**Stated problem 1**: How many lines of the records below contain the string "snow", counting case exactly? Give only the number.

**Selected extract**:
>> Start
Taking a page from Avi’s The True Confessions of Charlotte Doyle (1990), Kehret (I’m Not Who You Think I Am, p. 223, etc.) pens a similar story of a girl who goes to sea. Determined not to be separated from her seriously ill mother, Emma, 12, embarks on a plan that results in the adventure of a lifetime. Sent to live with Aunt Martha and her arrogant son, Odolf, Emma carefully plots her escape. Disguising herself in her cousin’s used clothes, she sneaks out while the household slumbers and stows away on what she believes to be a ship carrying her parents from England to the warmer climate of France. Instead, the ship is the evil, ill-fated Black Lightning, under the command of the notorious Captain Beacon. Emma finds herself sharing quarters with a crew of filthy, surly, dangerous men. When a fierce storm swamps the ship, Emma desperately seizes her chance to escape, drifting for several days and nights aboard a hatch cover and finally carried to land somewhere on the coast of Africa. Hungry, thirsty, and alone, Emma faces the daunting prospect of slow starvation, but survives due to a relationship she builds with a band of chimpanzees. This page-turning adventure story shows evidence of solid research and experienced plotting—the pacing is breathless. Kehret paints a starkly realistic portrait, complete with sounds and smells of the difficult and unpleasant life aboard ship. (Fiction. 8-12)
>> End
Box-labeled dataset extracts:
>> Start
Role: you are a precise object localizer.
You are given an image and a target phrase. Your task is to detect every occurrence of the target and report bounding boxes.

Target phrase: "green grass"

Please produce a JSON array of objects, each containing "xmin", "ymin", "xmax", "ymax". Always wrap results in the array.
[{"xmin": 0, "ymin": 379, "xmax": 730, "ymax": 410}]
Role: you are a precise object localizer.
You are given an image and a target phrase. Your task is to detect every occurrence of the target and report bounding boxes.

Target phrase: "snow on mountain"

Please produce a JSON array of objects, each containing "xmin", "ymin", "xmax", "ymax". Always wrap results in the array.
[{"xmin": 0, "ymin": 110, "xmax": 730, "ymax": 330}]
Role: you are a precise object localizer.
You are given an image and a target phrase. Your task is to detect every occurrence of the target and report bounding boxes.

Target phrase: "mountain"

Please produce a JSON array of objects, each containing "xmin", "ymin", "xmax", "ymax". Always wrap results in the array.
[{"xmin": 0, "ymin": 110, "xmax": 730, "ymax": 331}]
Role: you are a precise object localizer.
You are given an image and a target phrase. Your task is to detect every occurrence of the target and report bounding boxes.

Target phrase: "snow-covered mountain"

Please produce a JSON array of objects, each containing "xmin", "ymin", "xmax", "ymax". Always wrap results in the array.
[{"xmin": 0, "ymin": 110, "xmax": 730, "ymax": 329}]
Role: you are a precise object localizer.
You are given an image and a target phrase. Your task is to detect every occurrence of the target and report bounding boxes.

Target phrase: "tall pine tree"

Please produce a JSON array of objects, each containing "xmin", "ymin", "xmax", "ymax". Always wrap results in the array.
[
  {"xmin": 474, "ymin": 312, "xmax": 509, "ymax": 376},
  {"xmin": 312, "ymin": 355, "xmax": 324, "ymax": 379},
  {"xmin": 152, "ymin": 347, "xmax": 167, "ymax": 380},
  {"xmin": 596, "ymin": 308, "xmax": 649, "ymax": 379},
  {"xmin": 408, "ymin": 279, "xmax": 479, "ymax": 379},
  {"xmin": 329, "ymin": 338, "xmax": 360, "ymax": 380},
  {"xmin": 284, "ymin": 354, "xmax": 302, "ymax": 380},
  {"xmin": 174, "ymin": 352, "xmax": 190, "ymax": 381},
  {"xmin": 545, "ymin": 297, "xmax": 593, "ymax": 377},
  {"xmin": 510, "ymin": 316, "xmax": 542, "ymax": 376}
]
>> End
**Stated problem 2**: In the book review above, what is the name of the ship Emma ends up on?

**Written response 1**: 2

**Written response 2**: The Black Lightning.